[Rows from a pointing dataset]

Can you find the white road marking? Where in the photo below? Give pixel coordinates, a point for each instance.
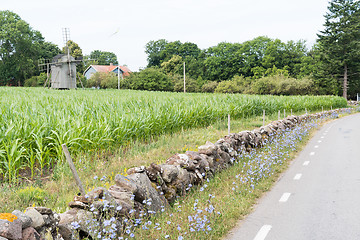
(284, 197)
(297, 176)
(263, 232)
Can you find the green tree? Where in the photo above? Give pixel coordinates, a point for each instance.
(151, 79)
(154, 51)
(20, 47)
(103, 58)
(223, 61)
(340, 42)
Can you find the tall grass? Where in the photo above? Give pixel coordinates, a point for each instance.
(35, 122)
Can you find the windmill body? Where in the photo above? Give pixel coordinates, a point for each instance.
(63, 72)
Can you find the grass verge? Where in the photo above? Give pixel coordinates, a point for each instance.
(207, 212)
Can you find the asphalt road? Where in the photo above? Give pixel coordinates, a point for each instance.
(318, 197)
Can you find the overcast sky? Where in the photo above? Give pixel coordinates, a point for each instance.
(124, 27)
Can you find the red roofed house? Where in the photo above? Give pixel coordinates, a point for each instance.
(124, 71)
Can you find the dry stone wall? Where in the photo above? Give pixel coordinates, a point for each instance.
(145, 190)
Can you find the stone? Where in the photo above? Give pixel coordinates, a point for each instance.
(78, 204)
(180, 159)
(82, 217)
(65, 232)
(44, 210)
(153, 172)
(25, 219)
(30, 234)
(68, 217)
(130, 185)
(157, 202)
(207, 149)
(194, 155)
(120, 194)
(210, 161)
(182, 181)
(97, 194)
(84, 199)
(170, 172)
(48, 221)
(11, 229)
(136, 170)
(37, 219)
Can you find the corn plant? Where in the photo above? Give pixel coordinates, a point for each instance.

▶ [Exercise requirements]: Output exactly the lines from the one containing "Can you find the dry" through the last line of the entries, both ends included.

▶ [Exercise output]:
Can you find the dry stone wall? Where in the photo above? Give pixel coordinates, a point for each instance.
(145, 190)
Can you find the stone? Where in the photo above? Give pixel coordinates, a point for each instance.
(78, 204)
(180, 159)
(82, 217)
(65, 232)
(44, 210)
(153, 172)
(25, 219)
(30, 234)
(68, 217)
(130, 185)
(157, 202)
(207, 149)
(194, 155)
(120, 194)
(210, 161)
(182, 181)
(97, 194)
(84, 199)
(170, 172)
(48, 221)
(11, 229)
(136, 170)
(37, 219)
Can you find the corn plant? Where in the photo above? Give pixel coordinates, a point for each instance.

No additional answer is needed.